● Collected data:
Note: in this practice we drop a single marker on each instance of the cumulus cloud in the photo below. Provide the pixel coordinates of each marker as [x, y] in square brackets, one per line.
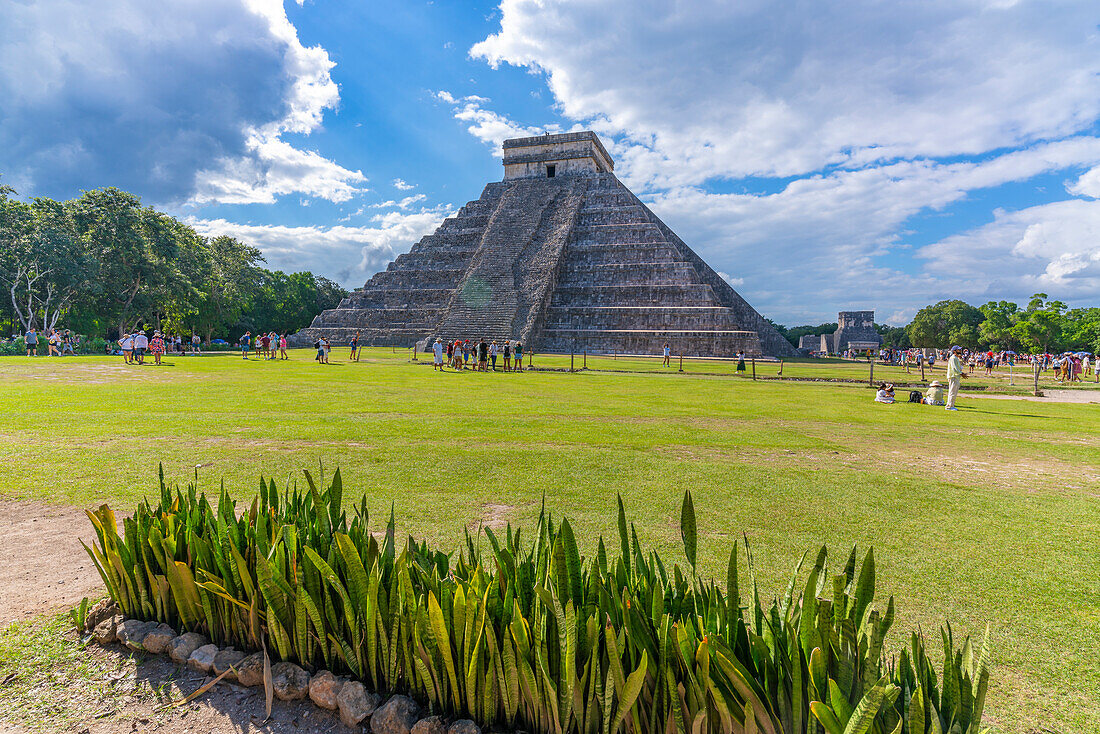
[846, 123]
[347, 254]
[488, 126]
[737, 89]
[171, 100]
[1053, 248]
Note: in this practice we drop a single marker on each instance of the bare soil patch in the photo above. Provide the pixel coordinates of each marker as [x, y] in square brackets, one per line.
[43, 568]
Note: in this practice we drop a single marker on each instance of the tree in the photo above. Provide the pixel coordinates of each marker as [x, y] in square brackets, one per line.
[43, 264]
[226, 283]
[946, 324]
[996, 331]
[1041, 325]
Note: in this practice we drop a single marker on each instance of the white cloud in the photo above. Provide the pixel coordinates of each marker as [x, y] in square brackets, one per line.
[347, 254]
[174, 101]
[735, 89]
[1053, 248]
[273, 167]
[1087, 185]
[871, 114]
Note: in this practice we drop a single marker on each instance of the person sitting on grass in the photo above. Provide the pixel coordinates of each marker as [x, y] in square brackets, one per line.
[935, 393]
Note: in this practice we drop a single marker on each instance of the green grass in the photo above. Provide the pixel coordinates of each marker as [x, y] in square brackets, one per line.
[989, 514]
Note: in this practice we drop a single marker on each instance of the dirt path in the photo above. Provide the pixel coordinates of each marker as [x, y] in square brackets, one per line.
[42, 566]
[1078, 396]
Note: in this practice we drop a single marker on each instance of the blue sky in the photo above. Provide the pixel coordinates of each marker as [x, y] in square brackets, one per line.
[821, 156]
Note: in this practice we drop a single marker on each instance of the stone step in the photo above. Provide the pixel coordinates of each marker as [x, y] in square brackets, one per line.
[398, 298]
[636, 295]
[578, 273]
[618, 233]
[633, 252]
[418, 278]
[639, 317]
[689, 342]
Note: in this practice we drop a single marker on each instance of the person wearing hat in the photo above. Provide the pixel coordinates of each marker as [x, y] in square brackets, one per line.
[935, 393]
[955, 375]
[156, 347]
[437, 350]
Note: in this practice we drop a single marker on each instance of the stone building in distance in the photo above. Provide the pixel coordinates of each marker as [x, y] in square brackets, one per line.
[559, 255]
[856, 330]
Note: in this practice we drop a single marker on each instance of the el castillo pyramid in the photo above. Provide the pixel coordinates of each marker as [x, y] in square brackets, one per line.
[559, 255]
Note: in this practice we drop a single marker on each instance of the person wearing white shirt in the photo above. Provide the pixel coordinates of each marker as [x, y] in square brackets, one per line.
[955, 375]
[438, 351]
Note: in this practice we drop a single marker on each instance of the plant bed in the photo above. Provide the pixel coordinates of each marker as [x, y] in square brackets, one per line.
[523, 635]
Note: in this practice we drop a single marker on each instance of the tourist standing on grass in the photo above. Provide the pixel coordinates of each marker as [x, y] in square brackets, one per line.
[156, 347]
[127, 344]
[955, 375]
[437, 352]
[141, 346]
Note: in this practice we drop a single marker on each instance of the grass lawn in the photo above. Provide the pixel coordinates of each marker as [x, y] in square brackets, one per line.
[990, 514]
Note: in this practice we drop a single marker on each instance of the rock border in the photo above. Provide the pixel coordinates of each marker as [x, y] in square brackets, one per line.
[359, 709]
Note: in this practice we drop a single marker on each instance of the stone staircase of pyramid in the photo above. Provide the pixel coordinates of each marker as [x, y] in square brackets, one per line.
[403, 303]
[562, 263]
[510, 275]
[624, 287]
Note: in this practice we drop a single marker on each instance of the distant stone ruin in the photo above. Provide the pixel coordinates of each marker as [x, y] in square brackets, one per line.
[856, 330]
[559, 255]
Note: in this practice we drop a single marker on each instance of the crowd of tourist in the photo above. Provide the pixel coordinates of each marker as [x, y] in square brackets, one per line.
[57, 342]
[479, 355]
[1067, 367]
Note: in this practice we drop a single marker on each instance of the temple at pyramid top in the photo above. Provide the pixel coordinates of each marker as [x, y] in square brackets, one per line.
[548, 156]
[559, 255]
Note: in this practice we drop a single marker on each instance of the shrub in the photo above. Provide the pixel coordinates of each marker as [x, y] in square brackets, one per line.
[532, 635]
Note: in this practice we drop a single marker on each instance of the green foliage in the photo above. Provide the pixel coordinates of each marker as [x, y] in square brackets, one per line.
[102, 262]
[947, 322]
[530, 634]
[78, 615]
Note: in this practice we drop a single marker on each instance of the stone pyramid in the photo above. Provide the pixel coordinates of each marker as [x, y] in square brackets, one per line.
[559, 255]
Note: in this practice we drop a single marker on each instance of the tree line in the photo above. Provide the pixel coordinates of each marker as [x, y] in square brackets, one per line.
[102, 264]
[1041, 326]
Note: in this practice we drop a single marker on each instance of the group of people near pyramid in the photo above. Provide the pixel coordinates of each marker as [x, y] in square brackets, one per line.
[481, 355]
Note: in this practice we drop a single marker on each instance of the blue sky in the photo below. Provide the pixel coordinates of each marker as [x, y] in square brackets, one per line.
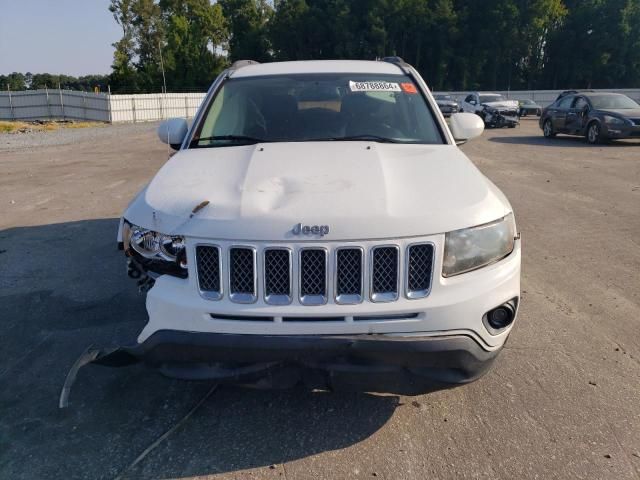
[73, 37]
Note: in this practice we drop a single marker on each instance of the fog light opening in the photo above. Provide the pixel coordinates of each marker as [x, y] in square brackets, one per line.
[501, 317]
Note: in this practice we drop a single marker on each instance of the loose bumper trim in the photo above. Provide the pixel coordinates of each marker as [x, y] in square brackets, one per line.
[407, 365]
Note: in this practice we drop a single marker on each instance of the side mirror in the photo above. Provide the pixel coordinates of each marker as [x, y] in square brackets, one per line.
[173, 131]
[465, 126]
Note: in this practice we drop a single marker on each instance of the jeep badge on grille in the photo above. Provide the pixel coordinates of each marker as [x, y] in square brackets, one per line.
[321, 230]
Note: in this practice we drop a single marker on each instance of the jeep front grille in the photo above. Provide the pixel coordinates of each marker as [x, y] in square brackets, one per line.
[277, 276]
[419, 268]
[384, 274]
[209, 269]
[313, 275]
[242, 275]
[349, 271]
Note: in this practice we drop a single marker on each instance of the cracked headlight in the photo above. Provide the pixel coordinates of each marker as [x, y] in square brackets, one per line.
[155, 251]
[472, 248]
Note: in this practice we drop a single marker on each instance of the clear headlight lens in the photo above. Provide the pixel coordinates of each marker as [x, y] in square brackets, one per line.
[152, 245]
[472, 248]
[608, 119]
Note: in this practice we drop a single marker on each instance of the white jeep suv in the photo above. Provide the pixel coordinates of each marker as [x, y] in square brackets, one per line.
[319, 225]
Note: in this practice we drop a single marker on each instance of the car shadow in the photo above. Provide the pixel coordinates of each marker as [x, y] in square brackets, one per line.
[64, 287]
[559, 141]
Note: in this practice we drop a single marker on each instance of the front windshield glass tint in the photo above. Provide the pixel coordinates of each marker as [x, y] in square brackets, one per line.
[613, 101]
[491, 98]
[323, 107]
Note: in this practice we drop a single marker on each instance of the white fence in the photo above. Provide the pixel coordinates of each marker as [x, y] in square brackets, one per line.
[54, 104]
[541, 97]
[154, 106]
[102, 107]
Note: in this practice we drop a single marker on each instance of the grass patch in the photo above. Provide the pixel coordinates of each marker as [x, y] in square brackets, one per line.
[44, 126]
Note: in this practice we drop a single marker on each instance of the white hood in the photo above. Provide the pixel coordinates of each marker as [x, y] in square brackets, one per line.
[361, 190]
[503, 105]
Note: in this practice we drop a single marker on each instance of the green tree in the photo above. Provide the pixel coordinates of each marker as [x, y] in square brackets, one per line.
[14, 81]
[195, 36]
[248, 22]
[124, 75]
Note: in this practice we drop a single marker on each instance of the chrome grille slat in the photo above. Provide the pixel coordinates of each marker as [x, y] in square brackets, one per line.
[384, 273]
[312, 268]
[277, 276]
[419, 270]
[208, 265]
[313, 276]
[242, 274]
[349, 274]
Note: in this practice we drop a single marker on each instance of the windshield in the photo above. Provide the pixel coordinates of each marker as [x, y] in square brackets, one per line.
[617, 101]
[321, 107]
[491, 98]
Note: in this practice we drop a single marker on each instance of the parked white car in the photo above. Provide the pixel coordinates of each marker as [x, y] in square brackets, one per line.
[493, 108]
[319, 224]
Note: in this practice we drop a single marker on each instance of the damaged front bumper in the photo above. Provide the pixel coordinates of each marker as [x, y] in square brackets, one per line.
[406, 365]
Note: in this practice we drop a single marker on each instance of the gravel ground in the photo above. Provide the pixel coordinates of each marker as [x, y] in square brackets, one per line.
[562, 401]
[67, 136]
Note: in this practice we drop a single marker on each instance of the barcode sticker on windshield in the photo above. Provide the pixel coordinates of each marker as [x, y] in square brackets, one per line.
[374, 87]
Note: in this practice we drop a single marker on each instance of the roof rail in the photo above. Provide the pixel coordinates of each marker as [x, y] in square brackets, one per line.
[242, 63]
[396, 61]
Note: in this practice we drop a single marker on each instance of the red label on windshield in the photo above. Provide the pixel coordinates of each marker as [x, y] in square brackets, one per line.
[408, 88]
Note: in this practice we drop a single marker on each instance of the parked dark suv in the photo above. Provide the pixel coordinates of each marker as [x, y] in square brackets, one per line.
[598, 116]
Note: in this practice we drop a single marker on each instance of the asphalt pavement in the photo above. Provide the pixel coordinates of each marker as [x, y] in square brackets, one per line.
[562, 402]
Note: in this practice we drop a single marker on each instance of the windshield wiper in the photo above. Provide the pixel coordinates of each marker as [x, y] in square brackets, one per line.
[356, 138]
[233, 138]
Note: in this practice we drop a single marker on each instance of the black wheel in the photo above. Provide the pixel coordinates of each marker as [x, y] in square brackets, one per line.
[593, 133]
[547, 129]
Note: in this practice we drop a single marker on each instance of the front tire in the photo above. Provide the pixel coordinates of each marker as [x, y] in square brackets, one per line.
[594, 134]
[547, 129]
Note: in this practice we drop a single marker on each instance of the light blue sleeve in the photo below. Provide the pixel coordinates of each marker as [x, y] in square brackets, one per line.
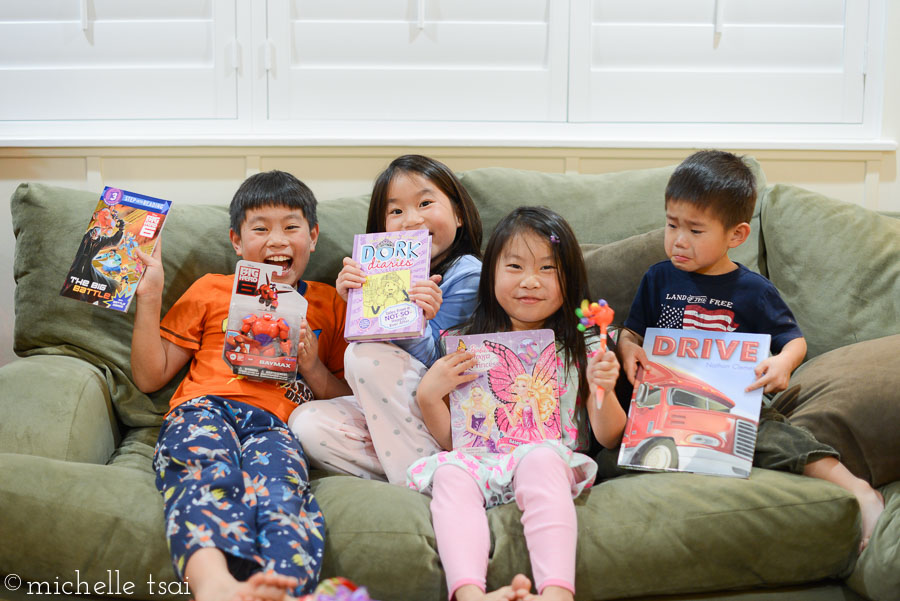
[459, 288]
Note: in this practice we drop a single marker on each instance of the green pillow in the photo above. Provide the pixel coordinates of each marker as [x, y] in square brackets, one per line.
[49, 222]
[600, 208]
[837, 265]
[615, 269]
[848, 399]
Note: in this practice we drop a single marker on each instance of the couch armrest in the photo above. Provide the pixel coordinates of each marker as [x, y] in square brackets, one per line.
[58, 407]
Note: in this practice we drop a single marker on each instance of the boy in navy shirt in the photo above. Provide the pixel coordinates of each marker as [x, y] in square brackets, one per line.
[709, 204]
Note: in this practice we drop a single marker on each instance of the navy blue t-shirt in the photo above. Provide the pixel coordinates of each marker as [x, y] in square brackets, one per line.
[737, 301]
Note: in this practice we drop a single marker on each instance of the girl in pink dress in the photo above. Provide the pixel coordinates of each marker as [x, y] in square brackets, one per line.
[533, 278]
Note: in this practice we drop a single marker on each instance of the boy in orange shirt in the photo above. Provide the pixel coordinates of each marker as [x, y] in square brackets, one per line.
[241, 521]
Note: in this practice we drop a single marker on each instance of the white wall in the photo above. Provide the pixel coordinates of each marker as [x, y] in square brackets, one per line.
[211, 174]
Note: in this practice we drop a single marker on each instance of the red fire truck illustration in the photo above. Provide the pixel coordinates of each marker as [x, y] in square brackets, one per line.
[677, 422]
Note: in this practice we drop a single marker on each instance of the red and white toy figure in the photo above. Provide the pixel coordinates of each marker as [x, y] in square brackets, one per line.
[262, 335]
[262, 342]
[598, 314]
[268, 295]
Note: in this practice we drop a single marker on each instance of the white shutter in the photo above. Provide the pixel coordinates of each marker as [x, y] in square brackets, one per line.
[441, 60]
[718, 61]
[117, 60]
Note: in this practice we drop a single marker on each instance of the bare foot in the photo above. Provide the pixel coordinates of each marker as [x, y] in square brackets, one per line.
[518, 590]
[262, 586]
[551, 593]
[871, 505]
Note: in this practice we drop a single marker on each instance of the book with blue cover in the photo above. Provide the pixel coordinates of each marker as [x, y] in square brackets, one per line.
[106, 270]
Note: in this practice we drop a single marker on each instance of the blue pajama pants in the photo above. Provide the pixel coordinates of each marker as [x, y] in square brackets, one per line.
[234, 477]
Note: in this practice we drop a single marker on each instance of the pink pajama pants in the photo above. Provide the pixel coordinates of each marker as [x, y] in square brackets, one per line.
[543, 488]
[376, 433]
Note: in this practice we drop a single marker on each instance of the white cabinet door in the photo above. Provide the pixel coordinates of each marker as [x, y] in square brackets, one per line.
[429, 60]
[117, 60]
[718, 61]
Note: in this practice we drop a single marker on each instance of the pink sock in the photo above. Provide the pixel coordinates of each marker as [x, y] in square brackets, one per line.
[460, 527]
[543, 485]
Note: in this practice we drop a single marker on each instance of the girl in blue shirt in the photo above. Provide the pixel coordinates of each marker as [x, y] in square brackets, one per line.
[378, 431]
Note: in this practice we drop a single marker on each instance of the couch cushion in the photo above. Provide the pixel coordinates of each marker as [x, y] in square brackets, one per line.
[49, 222]
[644, 534]
[836, 264]
[615, 269]
[600, 208]
[877, 572]
[848, 399]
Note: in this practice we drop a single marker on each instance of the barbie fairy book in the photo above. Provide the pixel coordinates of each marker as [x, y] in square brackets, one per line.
[106, 269]
[392, 262]
[689, 411]
[514, 400]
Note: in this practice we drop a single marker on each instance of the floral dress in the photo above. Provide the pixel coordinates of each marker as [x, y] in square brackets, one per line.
[494, 472]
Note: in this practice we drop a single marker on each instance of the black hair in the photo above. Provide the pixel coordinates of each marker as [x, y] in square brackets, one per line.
[489, 316]
[716, 181]
[468, 235]
[272, 189]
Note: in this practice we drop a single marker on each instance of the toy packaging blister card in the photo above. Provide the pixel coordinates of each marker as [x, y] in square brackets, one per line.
[263, 324]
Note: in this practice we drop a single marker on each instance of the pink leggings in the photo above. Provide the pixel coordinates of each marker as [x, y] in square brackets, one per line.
[543, 487]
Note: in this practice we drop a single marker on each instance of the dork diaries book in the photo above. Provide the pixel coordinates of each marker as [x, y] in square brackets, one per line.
[106, 269]
[514, 400]
[689, 411]
[392, 262]
[263, 327]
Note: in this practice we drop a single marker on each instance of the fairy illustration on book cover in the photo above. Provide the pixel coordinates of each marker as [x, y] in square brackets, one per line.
[519, 369]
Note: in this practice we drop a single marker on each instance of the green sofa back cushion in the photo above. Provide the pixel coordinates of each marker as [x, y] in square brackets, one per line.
[600, 208]
[848, 399]
[49, 222]
[837, 265]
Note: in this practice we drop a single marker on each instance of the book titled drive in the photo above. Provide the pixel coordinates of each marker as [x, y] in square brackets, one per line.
[514, 400]
[381, 308]
[106, 269]
[689, 411]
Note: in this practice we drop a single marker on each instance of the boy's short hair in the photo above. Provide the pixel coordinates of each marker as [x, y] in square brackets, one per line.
[717, 181]
[272, 189]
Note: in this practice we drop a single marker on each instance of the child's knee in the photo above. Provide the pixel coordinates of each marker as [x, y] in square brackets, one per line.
[304, 423]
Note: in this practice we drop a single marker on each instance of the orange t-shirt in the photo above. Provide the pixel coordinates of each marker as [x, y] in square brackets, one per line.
[197, 322]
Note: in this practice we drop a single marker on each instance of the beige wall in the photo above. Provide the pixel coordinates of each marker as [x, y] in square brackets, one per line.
[211, 174]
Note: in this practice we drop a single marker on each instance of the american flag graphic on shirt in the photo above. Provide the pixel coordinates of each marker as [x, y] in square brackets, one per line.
[695, 317]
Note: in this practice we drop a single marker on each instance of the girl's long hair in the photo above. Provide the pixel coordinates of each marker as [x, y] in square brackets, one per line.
[468, 235]
[489, 316]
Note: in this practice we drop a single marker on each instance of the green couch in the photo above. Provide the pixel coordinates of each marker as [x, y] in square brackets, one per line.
[77, 495]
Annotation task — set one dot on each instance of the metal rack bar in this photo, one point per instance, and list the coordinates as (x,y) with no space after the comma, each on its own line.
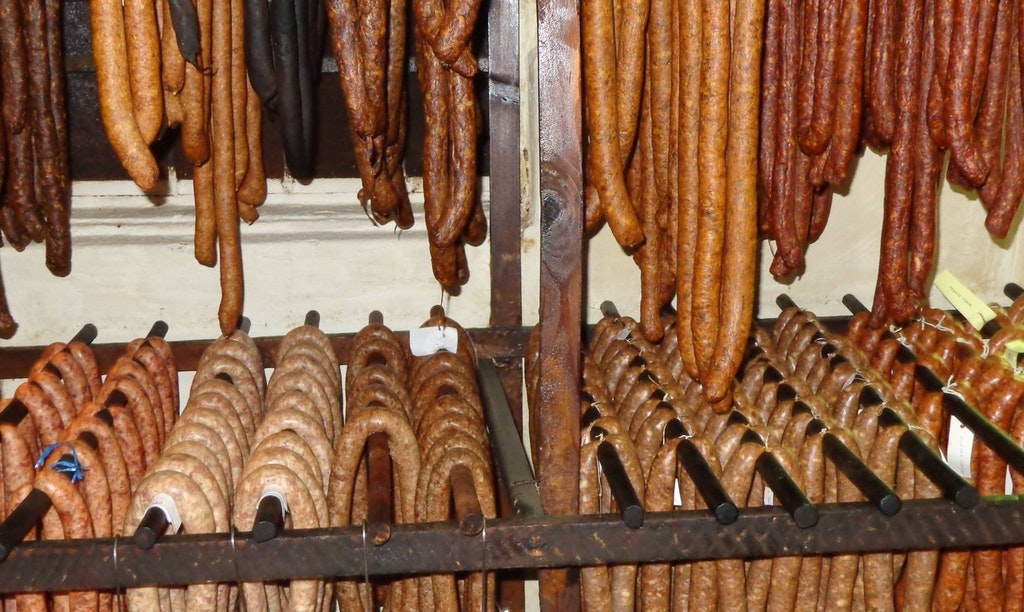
(491,343)
(544,542)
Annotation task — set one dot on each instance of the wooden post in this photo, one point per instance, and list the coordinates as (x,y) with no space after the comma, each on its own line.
(555,425)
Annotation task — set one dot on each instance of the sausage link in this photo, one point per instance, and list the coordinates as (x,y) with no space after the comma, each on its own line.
(993,103)
(346,459)
(115,93)
(849,94)
(879,577)
(197,517)
(655,578)
(142,39)
(13,66)
(73,512)
(736,302)
(960,124)
(880,88)
(302,594)
(712,181)
(688,206)
(815,137)
(602,122)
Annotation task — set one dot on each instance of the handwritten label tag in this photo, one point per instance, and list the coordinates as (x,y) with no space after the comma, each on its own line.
(430,340)
(275,491)
(166,505)
(964,300)
(958,447)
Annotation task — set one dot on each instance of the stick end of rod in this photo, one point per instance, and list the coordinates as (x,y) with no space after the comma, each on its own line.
(805,516)
(633,517)
(967,496)
(890,505)
(726,513)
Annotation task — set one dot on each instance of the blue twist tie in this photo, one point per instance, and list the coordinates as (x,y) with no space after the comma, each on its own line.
(68,466)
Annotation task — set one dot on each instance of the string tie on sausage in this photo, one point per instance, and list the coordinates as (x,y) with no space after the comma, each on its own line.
(66,465)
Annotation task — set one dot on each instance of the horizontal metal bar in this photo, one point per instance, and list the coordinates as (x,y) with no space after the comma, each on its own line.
(543,542)
(489,342)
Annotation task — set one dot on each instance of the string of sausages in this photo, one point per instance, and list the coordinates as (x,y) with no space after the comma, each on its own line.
(178,63)
(934,85)
(671,93)
(291,455)
(799,383)
(369,41)
(428,408)
(110,428)
(35,188)
(448,416)
(981,373)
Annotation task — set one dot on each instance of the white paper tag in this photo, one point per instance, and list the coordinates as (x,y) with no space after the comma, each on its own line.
(958,447)
(430,340)
(274,491)
(166,505)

● EXERCISE DETAILS: Output the lines from the one with "the string of" to the final line of the entries above, exactly as they stand, please, and nothing else.

● REPLY:
Annotation task — set one dot on each instance of the string of sausages in this photo, one point per instance, and list the coordinates as (x,y) with no space after the comma, each on its own line.
(178,63)
(934,85)
(671,93)
(291,455)
(799,383)
(369,41)
(428,408)
(110,428)
(35,188)
(448,416)
(981,373)
Annotation task — set one dot on each instance of the white paper tag in this photo, one point per instance, and list the coordinates as (x,y) with no space after the comma, each on its own line.
(958,447)
(430,340)
(274,491)
(166,505)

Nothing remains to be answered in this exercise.